И Великая Герцогиня не только не забывала о своем христианском долге, не только рассматривала сквозь призму его все окружающее, но и следила за своим духовным ростом, работала над собою, не теряла связи с небом. Благодарная за ниспосылаемые Богом милости. Герцогиня сознавала, как мало достойны люди этих милостей, как мало дают Богу взамен их, и, в письме от 30 декабря 1865 г., пишет:
"Грустно подумать, как пробегают часы нашей жизни и как мало сделано добра в сравнении с теми неисчислимыми благословениями, какие выпали на нашу долю" (стр. 120).
Отношение ее к скорбям и испытаниям отражало глубокое понимание психологии и ничем не расходилось с точками зрения, установленными нашей святоотеческою литературою, конечно, незнакомой Великой Герцогине. Такое совпадение нисколько не удивительно, ибо все, идущие верным путем к Богу, видят и знают одно и то же.
"Милосердие Божие действительно велико, и Он посылает бальзам на израненное, истерзанное сердце, чтобы дать ему облегчение и, посылая нам испытания, учит нас тому, как мы должны переносить их" (стр. 212).
Таков был духовный склад Великой Герцогини, содержание ее внутренней духовной сущности. Как же выражалась такая сущность во вне, в какие внешние формы воплощалась в жизнь?! Цитируемая нами книга дает обстоятельный ответ и на этот вопрос.
Я уже указывал на то, что эти формы были очень родственны Православию. К этому можно добавить, что Великая Герцогиня глубоко усвоила себе и самую идею подвига и стремилась к нему, столько же ради того, чтобы помочь ближнему, сколько и во имя христианского долга. Об этом свидетельствует, между прочим, и пространное письмо от 5 марта 1864 года, в котором Великая Герцогиня описывает один из таких подвигов, умоляя мать никому об этом не рассказывать: "... но прошу тебя никому ничего не говорить, ибо ни одна душа здесь ничего об этом не знает, кроме Людвига и моих дам" (стр. 71).

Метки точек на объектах
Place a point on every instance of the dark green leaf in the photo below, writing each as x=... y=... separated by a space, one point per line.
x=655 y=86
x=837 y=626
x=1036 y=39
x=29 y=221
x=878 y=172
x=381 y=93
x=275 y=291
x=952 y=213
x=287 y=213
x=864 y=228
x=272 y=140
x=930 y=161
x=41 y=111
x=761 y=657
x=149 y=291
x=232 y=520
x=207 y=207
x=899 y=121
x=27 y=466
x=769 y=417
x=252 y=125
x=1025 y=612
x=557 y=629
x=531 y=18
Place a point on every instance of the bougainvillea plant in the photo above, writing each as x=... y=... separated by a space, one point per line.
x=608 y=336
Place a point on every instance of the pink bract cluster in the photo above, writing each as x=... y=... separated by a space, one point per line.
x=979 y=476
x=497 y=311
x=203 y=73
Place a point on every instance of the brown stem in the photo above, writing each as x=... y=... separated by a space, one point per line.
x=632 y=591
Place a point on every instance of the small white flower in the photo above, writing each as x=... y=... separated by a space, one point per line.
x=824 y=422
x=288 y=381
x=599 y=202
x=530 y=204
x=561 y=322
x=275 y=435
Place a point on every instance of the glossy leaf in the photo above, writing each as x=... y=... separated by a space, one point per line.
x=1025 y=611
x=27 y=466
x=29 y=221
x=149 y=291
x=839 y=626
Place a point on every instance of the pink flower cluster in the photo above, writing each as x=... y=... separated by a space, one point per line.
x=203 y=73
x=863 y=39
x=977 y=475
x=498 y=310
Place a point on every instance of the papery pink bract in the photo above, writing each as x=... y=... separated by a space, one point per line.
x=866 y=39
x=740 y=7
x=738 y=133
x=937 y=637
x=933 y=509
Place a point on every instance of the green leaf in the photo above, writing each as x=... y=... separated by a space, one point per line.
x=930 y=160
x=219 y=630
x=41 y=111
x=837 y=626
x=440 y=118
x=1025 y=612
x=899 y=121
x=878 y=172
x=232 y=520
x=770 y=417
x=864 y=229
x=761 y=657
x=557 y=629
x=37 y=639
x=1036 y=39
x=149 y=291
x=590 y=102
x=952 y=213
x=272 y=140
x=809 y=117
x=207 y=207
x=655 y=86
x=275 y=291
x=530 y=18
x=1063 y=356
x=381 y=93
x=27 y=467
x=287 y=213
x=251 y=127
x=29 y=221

Что сделать. Повторите дословно отрывок из текста о Великой Герцогине: начните со слов «Отношение ее к» и продолжайте до слов «одно и то же.» включительно.

Итог упражнения.
Отношение ее к скорбям и испытаниям отражало глубокое понимание психологии и ничем не расходилось с точками зрения, установленными нашей святоотеческою литературою, конечно, незнакомой Великой Герцогине. Такое совпадение нисколько не удивительно, ибо все, идущие верным путем к Богу, видят и знают одно и то же.